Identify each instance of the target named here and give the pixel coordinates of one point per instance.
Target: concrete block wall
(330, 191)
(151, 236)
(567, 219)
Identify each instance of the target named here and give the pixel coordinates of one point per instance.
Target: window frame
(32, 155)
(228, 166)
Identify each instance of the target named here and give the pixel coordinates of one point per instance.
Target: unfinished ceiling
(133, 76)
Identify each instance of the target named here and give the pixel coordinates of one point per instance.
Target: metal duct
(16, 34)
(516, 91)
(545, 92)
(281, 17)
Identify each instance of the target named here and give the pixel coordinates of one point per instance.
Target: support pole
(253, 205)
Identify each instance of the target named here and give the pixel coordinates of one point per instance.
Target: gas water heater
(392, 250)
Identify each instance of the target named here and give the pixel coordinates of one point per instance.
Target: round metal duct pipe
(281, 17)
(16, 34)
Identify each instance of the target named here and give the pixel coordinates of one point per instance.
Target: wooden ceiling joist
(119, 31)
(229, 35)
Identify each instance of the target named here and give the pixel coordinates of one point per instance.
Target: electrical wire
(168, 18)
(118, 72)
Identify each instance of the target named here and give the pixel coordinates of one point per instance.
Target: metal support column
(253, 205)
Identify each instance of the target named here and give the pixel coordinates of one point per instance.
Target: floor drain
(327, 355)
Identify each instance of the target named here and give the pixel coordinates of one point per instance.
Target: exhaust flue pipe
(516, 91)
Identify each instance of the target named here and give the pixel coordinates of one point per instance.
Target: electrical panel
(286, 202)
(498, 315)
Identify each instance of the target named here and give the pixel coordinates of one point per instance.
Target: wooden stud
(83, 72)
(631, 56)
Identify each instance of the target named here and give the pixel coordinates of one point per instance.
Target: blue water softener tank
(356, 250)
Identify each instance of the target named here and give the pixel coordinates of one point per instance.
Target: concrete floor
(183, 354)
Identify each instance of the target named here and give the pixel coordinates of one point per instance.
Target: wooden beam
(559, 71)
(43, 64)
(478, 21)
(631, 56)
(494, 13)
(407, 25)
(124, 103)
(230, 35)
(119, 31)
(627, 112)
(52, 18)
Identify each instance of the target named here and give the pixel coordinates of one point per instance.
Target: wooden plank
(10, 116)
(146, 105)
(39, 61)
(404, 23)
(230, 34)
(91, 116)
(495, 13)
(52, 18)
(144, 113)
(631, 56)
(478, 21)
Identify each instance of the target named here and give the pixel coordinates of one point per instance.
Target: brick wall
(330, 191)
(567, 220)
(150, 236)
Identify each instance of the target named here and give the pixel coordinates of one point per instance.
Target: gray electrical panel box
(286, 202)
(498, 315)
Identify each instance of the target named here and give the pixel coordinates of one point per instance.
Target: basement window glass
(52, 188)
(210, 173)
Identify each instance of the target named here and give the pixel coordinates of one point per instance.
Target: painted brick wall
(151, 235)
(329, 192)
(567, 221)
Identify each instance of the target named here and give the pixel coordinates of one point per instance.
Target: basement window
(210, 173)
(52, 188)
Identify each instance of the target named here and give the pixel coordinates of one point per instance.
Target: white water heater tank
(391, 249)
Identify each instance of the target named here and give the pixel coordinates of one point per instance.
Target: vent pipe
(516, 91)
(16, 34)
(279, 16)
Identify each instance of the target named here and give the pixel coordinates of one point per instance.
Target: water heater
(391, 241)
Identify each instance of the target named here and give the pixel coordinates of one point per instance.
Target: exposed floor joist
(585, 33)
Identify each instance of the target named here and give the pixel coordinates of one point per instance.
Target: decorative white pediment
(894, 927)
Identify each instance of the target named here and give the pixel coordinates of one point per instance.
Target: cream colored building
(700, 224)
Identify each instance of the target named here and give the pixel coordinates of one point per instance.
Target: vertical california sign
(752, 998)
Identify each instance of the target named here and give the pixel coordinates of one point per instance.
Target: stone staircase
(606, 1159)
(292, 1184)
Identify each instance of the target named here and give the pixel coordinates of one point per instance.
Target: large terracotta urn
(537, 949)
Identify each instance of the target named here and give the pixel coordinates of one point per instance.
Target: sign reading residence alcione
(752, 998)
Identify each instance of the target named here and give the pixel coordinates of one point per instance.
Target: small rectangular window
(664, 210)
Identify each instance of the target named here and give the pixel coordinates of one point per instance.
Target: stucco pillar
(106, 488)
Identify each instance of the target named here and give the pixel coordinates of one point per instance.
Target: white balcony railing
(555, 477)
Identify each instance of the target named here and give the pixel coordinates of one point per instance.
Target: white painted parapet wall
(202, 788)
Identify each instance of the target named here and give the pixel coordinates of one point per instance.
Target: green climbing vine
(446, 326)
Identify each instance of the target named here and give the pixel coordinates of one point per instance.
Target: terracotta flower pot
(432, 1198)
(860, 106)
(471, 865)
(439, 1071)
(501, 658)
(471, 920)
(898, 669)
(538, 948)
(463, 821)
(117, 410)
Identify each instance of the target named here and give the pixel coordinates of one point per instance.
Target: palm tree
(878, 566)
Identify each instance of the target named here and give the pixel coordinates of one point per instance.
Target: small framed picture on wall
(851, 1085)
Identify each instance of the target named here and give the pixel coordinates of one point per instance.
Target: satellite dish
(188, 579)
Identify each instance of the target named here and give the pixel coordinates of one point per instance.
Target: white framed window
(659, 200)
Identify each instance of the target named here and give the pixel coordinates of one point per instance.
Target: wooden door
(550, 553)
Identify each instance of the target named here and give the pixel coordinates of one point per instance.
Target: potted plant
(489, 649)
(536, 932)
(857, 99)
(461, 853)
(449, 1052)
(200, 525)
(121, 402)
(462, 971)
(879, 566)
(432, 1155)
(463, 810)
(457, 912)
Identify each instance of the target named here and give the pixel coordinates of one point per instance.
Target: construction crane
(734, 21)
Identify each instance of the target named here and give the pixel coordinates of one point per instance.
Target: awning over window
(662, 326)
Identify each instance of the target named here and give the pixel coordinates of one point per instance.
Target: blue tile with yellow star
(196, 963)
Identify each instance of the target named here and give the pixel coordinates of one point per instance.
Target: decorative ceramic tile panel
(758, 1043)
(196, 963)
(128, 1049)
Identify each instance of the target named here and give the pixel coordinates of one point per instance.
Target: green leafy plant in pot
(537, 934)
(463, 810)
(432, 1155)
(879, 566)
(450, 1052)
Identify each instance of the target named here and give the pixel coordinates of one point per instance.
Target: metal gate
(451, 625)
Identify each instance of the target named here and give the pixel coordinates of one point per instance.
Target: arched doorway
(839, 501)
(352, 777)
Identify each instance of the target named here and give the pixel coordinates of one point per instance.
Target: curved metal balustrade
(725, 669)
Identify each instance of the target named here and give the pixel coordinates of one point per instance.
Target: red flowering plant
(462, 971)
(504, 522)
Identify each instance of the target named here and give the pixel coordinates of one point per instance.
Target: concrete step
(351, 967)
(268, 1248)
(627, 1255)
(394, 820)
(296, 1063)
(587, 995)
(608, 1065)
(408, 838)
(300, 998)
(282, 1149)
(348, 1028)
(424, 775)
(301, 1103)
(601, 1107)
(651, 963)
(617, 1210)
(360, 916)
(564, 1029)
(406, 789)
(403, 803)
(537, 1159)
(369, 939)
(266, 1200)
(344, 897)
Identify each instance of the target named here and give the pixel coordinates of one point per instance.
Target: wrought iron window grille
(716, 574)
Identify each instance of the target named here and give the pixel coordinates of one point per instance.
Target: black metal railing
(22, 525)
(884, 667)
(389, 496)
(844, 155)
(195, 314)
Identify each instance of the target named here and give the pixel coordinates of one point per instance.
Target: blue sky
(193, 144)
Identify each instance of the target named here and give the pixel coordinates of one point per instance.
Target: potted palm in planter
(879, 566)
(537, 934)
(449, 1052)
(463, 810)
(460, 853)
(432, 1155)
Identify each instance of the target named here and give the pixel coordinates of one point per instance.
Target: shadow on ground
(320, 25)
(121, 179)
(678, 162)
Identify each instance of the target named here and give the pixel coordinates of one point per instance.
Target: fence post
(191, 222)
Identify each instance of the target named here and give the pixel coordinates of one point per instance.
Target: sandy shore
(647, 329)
---
_What to produce_: From the material above, collect every line that contains the word "concrete". Case counts, so only matching capitalization qualifies.

_Answer to this problem_:
Target: concrete block wall
Target: concrete floor
Target: concrete step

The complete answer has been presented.